### Brief 1
Find every line in the listing below that contains the word "polish", matching case exactly, and copy each of those lines.

### Source text
===

Introduction to FX trading
From Sunday evening through Friday night, the Forex market is open 24 hours a day, taking advantage of the international time zone disparities between London, Tokyo, and New York. So as currency traders can open and settle positions at any time of the day without the constraints that other markets impose, Forex market hours are considered more flexible.
When you trade Forex, you’re betting on the value of one currency falling or rising against another. Foreign exchange trading is a “relative value” trade, which means you’re looking for one currency’s value to depreciate or appreciate in relation to another. As a result, Forex trading asks us to choose which currency we believe will gain in value and which currency we believe will fall in value, as well as their relative values.
Spread betting and CFD trading are both leveraged products that can be used to trade forex. As traders are only required to place a fraction of the complete trade value, known as a margin requirement, this implies that while there is a chance of maximizing earnings, there is also a chance of losses. This article will explain how to trade some of the most popular FX pairs.
Most globally traded currencies
With trillions of dollars transacted between millions of parties around the world every day, Forex is the world’s largest and most liquid market. Gaining acquaintance with some of the more widely traded currencies is one of the first steps in comprehending the market. Here are six major currencies, as well as the attributes and characteristics that each one possesses.
The United States dollar
The United States dollar, also known as the greenback, is the most widely traded currency on the planet, the number one spot currency in Forex trading. The United States dollar is found in a currency pair with all the other major currencies and is frequently used as a middleman in triangular currency transactions. This is because the US dollar is the world’s unofficial reserve currency, held by practically every central bank and major investment body.
Furthermore, because of the dollar’s global acceptability, several countries utilize it as their official currency instead of their local currency, a practice known as dollarization. The US dollar may also be widely accepted in other countries as an informal alternate method of payment while those countries’ official currencies are maintained.
The dollar is also a major player in the foreign exchange rate market for other currencies, where it can serve as a benchmark or target rate for countries that want to fix or peg their currencies to the value of the dollar. To the chagrin of many economists and central bankers, China’s currency, the yuan or renminbi, has been tied to the dollar for a long time. Rather than allowing the free markets to drive the currency’s relative value, governments frequently peg their currencies to the US dollar to stabilize their exchange rates.
The dollar is also used as the standard currency for most commodities, including crude oil and precious metals. As a result, not only are these commodities subject to price variations due to supply and demand, but also to the relative worth of the US dollar, with prices especially sensitive to inflation and US interest rates, both of which can alter the currency’s value.
After the US dollar, the euro has become the second most traded currency. The euro, which is the official currency of the majority of Eurozone countries, was first introduced to global markets on January 1, 1999, with banknotes and coinage following three years later.
Many countries in Europe and Africa, in addition to being the official currency of the Eurozone, peg their currencies to the euro for the same reason that currencies are linked to the US dollar: to keep the exchange rate stable. As a result, the euro is the second-largest reserve currency in the world.
The euro is a widely utilized and trusted currency in the Forex market, and it adds liquidity to any currency pair with which it trades. Speculators frequently trade the euro as a bet on the Eurozone’s and member countries’ overall health. Political events within the Eurozone can also result in huge trading volumes in the currency, particularly in countries like Italy, Germany, Greece, Spain, and Portugal, which saw their local interest rates decrease dramatically around the time of the euro’s foundation. In the FX market, the euro may be the most “politicized” currency.

===

### Information provided
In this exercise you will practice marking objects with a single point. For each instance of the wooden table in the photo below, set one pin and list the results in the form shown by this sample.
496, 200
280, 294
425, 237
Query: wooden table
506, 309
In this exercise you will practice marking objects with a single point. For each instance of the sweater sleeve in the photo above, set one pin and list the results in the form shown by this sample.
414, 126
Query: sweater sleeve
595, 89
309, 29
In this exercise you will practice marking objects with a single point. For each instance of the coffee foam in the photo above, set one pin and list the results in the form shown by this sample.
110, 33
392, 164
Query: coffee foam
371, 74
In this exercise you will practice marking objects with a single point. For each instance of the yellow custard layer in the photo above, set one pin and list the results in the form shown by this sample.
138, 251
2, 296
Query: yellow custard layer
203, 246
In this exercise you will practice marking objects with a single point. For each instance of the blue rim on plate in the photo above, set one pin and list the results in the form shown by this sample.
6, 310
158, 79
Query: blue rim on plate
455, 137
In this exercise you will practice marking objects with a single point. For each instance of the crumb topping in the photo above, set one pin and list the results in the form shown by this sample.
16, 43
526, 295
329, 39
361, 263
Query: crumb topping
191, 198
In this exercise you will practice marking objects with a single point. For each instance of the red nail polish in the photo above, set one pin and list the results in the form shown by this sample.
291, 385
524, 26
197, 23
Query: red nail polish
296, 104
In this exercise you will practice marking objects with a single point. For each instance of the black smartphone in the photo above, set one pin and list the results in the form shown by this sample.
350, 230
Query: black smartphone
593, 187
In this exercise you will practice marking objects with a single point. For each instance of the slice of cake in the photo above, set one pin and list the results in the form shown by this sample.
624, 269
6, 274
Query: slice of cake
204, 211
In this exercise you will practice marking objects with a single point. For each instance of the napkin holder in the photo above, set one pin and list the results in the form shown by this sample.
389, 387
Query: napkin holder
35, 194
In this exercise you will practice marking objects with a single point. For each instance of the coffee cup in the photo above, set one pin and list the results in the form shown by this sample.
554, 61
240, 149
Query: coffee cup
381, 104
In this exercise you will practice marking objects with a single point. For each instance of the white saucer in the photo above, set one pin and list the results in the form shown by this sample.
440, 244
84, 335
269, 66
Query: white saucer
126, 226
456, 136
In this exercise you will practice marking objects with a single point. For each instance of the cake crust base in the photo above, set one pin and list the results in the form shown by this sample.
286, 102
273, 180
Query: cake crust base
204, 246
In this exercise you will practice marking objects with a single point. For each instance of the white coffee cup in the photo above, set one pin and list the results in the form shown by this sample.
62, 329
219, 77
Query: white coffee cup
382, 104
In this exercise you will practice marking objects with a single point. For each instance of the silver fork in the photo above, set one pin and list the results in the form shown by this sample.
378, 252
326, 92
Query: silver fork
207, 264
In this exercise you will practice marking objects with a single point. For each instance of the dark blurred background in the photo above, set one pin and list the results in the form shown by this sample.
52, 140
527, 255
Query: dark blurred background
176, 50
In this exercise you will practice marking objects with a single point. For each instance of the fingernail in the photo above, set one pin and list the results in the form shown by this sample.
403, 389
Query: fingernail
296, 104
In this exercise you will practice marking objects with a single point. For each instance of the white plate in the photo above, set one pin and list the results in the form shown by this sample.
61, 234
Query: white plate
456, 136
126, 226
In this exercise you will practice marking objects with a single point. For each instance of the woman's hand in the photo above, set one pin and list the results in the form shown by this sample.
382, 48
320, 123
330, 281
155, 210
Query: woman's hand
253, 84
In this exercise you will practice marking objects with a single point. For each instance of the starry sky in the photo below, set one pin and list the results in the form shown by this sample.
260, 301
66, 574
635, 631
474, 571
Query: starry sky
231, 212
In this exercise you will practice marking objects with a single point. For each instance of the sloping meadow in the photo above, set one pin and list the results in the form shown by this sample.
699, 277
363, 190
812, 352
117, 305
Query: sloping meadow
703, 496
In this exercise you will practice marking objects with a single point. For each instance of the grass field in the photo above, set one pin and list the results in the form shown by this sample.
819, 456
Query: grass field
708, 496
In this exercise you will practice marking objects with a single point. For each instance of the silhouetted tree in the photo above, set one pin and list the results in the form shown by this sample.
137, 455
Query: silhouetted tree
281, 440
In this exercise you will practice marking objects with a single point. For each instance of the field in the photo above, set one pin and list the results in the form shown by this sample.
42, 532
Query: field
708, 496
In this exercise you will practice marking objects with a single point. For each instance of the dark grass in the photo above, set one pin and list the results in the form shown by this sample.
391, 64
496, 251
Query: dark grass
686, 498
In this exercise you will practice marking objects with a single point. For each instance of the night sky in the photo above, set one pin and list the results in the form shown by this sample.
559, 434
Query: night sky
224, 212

===

### Brief 2
Copy the passage from the forex article above, starting at "Spread betting and" and ending at "each one possesses.".

### Exercise response 1
In this exercise you will practice marking objects with a single point. For each instance of the red nail polish in the photo above, set one pin and list the results in the form shown by this sample.
Query: red nail polish

### Exercise response 2
Spread betting and CFD trading are both leveraged products that can be used to trade forex. As traders are only required to place a fraction of the complete trade value, known as a margin requirement, this implies that while there is a chance of maximizing earnings, there is also a chance of losses. This article will explain how to trade some of the most popular FX pairs.
Most globally traded currencies
With trillions of dollars transacted between millions of parties around the world every day, Forex is the world’s largest and most liquid market. Gaining acquaintance with some of the more widely traded currencies is one of the first steps in comprehending the market. Here are six major currencies, as well as the attributes and characteristics that each one possesses.